■ **SHORT TASK**
Gather every line in the records below that contains the word "person" and copy each one unchanged.

Excerpts from a point labeling dataset
——————

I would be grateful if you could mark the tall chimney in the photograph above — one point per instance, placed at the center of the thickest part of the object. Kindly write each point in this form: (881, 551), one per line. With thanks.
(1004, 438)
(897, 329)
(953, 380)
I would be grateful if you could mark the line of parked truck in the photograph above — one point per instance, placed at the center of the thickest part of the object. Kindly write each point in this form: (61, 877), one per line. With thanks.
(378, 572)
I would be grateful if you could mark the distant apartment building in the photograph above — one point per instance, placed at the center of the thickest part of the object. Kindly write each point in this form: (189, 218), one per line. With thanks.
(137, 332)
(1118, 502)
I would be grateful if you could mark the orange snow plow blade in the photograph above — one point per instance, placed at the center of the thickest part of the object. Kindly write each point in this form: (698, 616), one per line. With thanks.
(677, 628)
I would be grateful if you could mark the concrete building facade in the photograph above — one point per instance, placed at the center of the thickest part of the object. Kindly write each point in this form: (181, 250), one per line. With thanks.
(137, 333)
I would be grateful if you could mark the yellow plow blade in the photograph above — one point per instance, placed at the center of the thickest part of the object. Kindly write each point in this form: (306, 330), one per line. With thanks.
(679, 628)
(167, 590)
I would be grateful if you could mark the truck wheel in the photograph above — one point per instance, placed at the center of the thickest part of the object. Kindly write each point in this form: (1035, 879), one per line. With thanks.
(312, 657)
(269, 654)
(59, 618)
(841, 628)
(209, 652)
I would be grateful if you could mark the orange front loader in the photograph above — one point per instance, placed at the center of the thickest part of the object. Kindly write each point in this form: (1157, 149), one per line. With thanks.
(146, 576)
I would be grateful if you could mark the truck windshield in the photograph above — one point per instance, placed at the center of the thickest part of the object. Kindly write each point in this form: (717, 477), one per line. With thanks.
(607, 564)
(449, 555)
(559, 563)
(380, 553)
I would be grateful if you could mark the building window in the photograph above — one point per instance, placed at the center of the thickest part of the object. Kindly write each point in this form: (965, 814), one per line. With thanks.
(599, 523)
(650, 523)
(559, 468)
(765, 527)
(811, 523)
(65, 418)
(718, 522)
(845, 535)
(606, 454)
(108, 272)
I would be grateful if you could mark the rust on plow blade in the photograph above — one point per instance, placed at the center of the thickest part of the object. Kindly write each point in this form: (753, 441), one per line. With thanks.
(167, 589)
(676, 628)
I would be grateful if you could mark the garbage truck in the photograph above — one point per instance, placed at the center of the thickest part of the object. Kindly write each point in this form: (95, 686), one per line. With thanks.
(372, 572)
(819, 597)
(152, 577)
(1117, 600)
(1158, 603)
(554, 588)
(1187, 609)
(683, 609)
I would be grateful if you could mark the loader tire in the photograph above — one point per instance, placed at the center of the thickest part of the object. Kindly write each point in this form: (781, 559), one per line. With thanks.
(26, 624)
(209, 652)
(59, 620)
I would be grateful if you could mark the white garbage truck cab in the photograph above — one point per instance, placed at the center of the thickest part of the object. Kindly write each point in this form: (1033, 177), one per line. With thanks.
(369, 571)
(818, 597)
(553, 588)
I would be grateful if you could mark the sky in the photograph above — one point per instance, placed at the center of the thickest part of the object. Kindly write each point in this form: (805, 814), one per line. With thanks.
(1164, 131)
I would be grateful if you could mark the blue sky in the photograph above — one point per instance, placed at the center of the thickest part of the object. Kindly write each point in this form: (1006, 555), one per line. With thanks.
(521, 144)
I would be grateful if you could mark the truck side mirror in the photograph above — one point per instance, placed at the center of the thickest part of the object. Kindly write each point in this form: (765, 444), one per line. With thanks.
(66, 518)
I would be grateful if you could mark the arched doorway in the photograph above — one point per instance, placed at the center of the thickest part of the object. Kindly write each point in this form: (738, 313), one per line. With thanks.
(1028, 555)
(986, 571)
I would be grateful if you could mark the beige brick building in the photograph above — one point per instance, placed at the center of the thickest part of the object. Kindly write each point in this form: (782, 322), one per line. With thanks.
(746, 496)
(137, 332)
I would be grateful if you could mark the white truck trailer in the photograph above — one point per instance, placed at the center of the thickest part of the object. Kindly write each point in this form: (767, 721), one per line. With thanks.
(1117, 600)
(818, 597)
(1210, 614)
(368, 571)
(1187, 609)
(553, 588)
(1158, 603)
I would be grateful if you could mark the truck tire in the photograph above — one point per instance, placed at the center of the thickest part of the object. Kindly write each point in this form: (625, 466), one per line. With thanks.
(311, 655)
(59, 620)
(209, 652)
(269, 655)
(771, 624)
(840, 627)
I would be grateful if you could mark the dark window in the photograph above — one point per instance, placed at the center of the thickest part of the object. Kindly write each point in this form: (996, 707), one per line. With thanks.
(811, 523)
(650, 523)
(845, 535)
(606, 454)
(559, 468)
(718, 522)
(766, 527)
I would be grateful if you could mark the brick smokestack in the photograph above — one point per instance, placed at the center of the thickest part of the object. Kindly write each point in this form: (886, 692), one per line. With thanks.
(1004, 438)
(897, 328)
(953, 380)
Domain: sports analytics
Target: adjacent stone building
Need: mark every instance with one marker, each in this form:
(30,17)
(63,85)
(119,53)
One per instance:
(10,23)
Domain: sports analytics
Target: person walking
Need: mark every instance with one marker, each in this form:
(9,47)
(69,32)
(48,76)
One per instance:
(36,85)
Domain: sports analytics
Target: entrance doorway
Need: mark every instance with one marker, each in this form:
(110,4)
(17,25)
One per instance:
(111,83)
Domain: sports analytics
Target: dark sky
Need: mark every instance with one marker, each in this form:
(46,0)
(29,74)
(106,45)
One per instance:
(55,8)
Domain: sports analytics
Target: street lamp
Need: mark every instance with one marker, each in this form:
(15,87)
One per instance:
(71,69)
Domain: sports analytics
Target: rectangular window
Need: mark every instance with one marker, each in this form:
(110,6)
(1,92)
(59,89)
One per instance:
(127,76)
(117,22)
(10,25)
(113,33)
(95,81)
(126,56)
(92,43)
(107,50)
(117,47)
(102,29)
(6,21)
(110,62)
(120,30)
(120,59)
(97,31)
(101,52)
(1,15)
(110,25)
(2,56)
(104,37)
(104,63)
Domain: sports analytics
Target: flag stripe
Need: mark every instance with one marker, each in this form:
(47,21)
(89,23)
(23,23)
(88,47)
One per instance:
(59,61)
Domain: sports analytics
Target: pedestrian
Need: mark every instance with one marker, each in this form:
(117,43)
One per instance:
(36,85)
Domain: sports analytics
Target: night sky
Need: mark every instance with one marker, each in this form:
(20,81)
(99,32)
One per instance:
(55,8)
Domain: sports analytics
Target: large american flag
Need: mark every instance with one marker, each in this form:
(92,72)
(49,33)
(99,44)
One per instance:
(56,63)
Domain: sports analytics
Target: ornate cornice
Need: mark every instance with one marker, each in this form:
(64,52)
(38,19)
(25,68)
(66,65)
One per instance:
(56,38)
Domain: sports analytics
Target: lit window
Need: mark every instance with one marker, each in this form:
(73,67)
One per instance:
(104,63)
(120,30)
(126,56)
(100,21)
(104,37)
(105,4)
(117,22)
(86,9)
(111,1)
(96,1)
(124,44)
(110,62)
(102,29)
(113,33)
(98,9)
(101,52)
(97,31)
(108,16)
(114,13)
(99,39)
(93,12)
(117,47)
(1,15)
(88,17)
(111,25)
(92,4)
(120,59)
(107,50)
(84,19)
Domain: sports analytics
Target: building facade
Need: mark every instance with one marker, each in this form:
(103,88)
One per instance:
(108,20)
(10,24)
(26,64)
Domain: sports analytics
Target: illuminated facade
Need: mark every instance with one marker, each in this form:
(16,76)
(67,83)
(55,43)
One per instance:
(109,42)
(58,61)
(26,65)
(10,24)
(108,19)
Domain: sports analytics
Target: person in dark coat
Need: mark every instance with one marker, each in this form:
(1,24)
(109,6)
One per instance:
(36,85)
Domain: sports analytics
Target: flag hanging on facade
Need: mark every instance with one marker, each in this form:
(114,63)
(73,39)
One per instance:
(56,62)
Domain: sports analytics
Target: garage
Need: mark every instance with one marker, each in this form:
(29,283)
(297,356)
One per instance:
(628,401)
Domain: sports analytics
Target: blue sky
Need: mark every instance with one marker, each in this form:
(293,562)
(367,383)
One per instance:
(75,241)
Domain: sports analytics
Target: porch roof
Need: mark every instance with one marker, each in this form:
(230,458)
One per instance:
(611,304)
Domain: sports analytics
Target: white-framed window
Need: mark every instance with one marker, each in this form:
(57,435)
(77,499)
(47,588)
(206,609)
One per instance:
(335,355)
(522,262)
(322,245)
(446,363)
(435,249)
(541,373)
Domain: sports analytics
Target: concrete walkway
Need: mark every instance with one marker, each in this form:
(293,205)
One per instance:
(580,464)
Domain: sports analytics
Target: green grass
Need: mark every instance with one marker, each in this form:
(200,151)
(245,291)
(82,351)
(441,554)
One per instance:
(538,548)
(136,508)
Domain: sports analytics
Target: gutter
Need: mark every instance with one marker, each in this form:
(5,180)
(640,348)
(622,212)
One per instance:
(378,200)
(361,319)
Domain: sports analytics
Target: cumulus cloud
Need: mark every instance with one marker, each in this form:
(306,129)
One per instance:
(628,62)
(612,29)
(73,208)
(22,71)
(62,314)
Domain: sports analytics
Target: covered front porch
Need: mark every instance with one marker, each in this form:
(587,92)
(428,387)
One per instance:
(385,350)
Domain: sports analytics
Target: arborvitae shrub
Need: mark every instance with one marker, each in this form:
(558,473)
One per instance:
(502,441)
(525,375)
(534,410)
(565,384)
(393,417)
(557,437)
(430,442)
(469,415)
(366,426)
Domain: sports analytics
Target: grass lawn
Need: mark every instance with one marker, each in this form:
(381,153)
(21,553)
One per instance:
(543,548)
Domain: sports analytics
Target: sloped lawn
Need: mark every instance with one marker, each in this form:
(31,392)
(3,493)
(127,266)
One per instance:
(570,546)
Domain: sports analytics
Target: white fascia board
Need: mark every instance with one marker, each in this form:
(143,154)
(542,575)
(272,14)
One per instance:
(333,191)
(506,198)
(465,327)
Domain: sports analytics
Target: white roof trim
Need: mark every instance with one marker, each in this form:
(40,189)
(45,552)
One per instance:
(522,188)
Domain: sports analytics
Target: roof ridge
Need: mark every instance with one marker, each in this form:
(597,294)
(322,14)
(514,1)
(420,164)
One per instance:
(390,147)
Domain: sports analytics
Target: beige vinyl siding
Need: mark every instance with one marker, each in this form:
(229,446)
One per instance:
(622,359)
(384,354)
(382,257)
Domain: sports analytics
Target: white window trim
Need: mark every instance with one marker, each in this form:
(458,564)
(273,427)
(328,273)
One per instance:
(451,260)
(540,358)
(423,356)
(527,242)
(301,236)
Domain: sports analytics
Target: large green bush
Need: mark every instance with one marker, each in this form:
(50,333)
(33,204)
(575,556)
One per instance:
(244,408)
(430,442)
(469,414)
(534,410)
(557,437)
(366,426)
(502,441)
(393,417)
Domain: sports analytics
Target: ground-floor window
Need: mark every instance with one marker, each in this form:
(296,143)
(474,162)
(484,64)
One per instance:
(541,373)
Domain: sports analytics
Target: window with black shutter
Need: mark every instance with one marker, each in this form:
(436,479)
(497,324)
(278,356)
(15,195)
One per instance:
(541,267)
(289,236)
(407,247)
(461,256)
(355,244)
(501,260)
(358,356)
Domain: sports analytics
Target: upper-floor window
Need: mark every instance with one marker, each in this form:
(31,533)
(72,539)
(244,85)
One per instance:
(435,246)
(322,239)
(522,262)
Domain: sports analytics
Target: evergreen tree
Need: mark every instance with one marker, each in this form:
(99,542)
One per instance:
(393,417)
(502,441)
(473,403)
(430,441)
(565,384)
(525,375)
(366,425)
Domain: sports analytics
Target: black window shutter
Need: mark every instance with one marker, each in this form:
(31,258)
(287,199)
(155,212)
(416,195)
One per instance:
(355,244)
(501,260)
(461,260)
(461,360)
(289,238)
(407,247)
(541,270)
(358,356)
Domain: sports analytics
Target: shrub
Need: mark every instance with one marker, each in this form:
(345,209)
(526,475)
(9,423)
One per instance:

——————

■ **RESULT OF THIS EXERCISE**
Target: person walking
Target: person in dark coat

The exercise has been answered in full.